### INSTRUCTIONS TO FOLLOW
Look in the data below for the line that contains "Locate the yellow tower". Copy that line and the remaining lines exactly.

____

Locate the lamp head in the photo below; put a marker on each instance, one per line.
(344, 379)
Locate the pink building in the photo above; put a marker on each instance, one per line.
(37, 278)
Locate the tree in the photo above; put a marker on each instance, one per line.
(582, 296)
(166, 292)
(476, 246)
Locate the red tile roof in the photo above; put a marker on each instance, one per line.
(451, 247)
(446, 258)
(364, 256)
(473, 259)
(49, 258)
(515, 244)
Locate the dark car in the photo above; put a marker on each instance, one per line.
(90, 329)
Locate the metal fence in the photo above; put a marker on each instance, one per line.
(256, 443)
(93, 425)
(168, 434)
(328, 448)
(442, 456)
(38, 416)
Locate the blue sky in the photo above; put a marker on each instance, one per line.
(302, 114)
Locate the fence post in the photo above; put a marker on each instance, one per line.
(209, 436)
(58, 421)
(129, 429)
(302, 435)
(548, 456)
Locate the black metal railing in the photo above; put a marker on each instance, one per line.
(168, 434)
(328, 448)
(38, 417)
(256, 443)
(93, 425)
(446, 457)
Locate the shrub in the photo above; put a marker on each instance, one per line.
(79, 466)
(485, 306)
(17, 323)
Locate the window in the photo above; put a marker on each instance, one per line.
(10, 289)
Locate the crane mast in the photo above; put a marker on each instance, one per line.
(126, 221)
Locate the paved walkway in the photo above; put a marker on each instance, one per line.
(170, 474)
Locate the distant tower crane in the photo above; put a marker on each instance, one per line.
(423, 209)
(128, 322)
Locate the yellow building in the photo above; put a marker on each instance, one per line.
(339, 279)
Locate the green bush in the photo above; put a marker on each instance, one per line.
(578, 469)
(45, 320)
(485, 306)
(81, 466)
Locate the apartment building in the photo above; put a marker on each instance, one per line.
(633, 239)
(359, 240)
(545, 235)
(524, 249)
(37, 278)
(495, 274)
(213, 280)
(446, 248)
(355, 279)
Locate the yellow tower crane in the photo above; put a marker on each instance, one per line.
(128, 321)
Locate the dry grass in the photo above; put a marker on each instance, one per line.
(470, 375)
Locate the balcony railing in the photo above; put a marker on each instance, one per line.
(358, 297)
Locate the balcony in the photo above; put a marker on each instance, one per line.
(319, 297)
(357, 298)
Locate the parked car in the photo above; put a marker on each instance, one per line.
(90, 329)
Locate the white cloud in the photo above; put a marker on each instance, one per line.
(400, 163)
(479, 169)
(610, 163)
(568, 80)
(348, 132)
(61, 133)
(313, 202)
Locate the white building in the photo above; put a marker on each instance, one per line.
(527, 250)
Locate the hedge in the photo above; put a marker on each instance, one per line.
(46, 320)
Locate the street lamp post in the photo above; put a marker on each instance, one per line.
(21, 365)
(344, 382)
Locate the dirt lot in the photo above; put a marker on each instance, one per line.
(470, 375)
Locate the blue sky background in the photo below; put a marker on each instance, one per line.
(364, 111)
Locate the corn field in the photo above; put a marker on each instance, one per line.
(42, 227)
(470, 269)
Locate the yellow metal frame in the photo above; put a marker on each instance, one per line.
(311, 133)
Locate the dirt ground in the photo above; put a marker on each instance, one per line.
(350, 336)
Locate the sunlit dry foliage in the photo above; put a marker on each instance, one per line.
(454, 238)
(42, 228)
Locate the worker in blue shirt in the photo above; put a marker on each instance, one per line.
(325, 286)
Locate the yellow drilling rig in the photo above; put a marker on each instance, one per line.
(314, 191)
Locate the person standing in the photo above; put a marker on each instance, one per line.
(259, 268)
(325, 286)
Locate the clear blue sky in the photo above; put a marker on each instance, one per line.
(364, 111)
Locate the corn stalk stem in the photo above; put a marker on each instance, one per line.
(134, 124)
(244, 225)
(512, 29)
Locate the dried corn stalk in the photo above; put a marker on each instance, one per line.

____

### REPLY
Locate the yellow tower crane in the photo above; put a marker on each instance, one per line.
(128, 321)
Locate the dry grass in the photo above; put a marker on each instance, one per line.
(470, 375)
Locate the balcony railing in the photo above; put a marker on each instance, one per line.
(358, 297)
Locate the balcony in the photo above; put a marker on each instance, one per line.
(319, 297)
(357, 298)
Locate the parked car in the photo above; put a marker on each instance, one per line.
(90, 329)
Locate the white cloud in the photo above; put a marker on each instance, one per line.
(400, 163)
(479, 169)
(610, 163)
(568, 80)
(348, 132)
(61, 133)
(313, 202)
Locate the white building in the photo above; put a marker on each instance, one per line.
(527, 250)
Locate the hedge in the photo above; put a marker on each instance, one per line.
(46, 320)
Locate the street lamp post in the photo above; put a marker on each instance, one per line.
(21, 365)
(344, 382)
Locate the dirt lot in the photo above; put a marker on each instance, one per line.
(470, 375)
Locate the blue sky background in the photo below; put a marker on each instance, one per line.
(364, 111)
Locate the corn field in the photo above; put a marker on each instance, one per line.
(42, 227)
(470, 269)
Locate the yellow metal frame in the photo above; put a marker on each instance, one per line.
(311, 133)
Locate the dirt ground in the photo above; put a marker on each instance, one per line.
(350, 336)
Locate the sunlit dry foliage in the photo above; put a marker on each instance, one per line.
(454, 238)
(42, 228)
Locate the worker in blue shirt in the photo above; put a marker on each instance, one per line.
(325, 286)
Locate the yellow drilling rig in the photo above; put a marker on each instance, one per line.
(314, 191)
Locate the person standing in the photo above; put a marker on each instance, one per line.
(259, 268)
(325, 286)
Locate the clear blue sky in the photo above; put a marker on each instance, one per line.
(364, 111)
Locate the corn stalk stem in the photo above; put a marker on each instance, one per line.
(134, 124)
(244, 225)
(512, 29)
Locate the dried corn stalk in the photo above; put a marker on each instance, one per line.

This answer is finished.